[Records of labeled points]

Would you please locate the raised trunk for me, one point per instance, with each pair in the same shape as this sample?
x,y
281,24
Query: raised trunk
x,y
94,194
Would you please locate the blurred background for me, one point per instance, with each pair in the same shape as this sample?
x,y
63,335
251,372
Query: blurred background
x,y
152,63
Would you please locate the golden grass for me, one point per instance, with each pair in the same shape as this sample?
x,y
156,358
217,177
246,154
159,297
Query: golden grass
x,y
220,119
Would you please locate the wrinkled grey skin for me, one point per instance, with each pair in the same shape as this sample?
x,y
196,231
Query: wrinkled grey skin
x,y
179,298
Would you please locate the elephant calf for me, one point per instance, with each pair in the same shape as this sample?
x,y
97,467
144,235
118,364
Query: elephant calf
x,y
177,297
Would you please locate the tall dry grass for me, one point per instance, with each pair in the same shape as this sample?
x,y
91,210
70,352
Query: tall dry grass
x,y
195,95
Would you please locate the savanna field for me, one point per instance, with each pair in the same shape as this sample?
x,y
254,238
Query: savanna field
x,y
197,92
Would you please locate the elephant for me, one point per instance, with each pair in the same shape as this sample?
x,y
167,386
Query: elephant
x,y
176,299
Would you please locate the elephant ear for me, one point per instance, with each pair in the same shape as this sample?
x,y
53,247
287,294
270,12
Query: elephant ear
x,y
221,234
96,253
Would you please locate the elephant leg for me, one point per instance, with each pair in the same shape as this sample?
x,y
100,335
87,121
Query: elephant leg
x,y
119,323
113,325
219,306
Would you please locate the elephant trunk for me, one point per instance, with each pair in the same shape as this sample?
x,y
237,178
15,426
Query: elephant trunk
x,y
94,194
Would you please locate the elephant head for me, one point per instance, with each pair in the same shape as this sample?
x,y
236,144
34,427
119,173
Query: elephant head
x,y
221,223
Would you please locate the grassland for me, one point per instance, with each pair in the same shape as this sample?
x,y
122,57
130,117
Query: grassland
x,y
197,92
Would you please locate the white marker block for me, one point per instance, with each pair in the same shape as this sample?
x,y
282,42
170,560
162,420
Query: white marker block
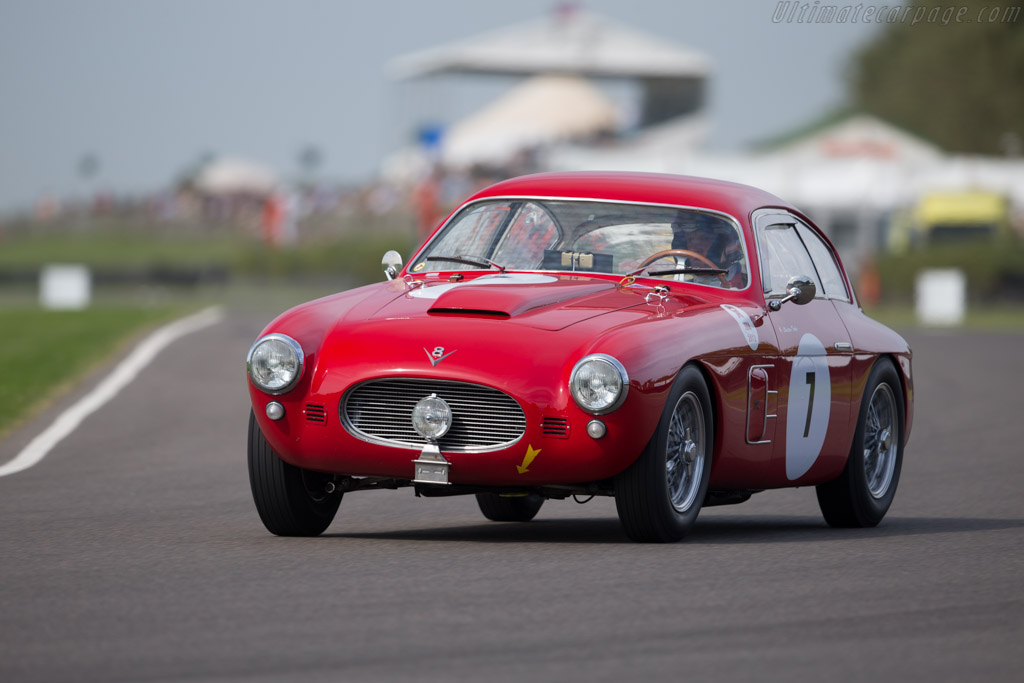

▸ **What to work on**
Count the lines in the records above that contain the word "blurred", treating case as significant, and give only the number.

▸ **The output**
2